Extracted information below:

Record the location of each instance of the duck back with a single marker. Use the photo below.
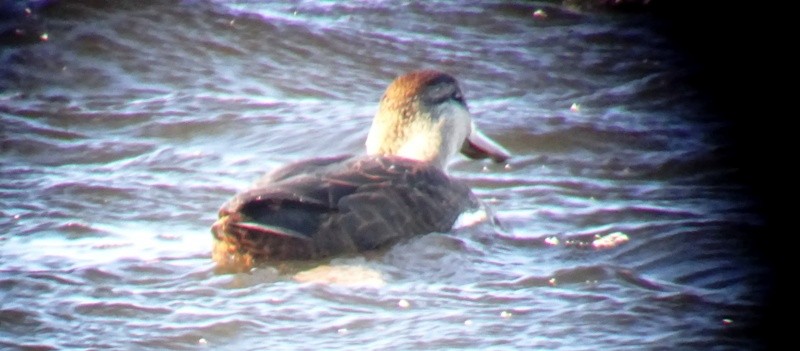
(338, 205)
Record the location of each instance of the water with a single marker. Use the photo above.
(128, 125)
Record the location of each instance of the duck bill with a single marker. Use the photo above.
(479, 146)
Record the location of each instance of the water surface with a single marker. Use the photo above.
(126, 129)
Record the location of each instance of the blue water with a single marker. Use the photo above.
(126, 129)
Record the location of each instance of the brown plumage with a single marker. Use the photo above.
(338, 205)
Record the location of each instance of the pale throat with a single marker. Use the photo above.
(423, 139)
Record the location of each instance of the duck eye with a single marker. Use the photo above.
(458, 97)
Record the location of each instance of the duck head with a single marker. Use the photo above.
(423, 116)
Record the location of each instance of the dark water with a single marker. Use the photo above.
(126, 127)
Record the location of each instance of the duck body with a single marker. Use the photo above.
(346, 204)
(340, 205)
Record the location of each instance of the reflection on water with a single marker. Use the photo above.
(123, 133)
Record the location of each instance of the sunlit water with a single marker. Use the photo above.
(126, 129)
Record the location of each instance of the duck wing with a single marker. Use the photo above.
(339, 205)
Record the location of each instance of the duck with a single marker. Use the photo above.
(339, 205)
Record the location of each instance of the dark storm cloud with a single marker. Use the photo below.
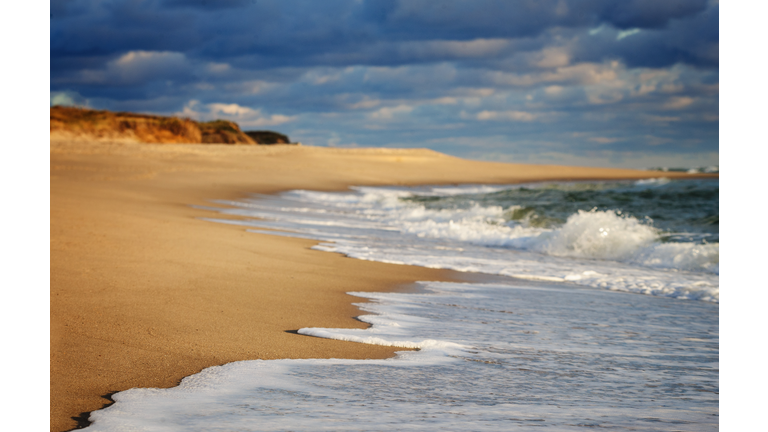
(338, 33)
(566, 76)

End of Extracted information.

[Your assignment]:
The output has to match the data above line for line, except that pictures are dropped.

[Result]:
Record the location of each instance of the duck back with a single marker. Use the photo below.
(338, 205)
Record the location of each instance of the water with a single marker. Use the photo above.
(128, 125)
Record the location of each instance of the duck bill with a single marker. Use the photo above.
(479, 146)
Record the location of each instance of the water surface with a single marker. Use the photo above.
(126, 129)
Record the location of each instance of the blue water with a single marker. Use the photo above.
(126, 129)
Record the location of each instance of the brown plumage with a single marker. Use the photo above.
(338, 205)
Record the location of each instance of the pale throat with a single marker. Use the photo above.
(423, 139)
Record the location of each instance of the duck eye with a single marker. Use the photo above.
(458, 97)
Record the location of each instance of the duck head with a single marker. Use the photo above.
(423, 116)
Record the location of each instance of the dark water with a single marker. Use the photo above.
(126, 127)
Record the location of each instance of the duck body with a single marker. Use the photo above.
(346, 204)
(340, 205)
Record the location of each instance of the reflection on water with a single marker. Use the photo above.
(123, 133)
Record the location of each instance of the sunlit water with a single marker. Use the photo above.
(126, 129)
Record the location of each instance of the duck wing with a single marker. Use the photo above.
(339, 205)
Record the location of each instance of the duck with a single marker. Use the photo above.
(339, 205)
Record the location of each instance of the dark storm cloud with a single marker. Use the photo below.
(338, 33)
(566, 76)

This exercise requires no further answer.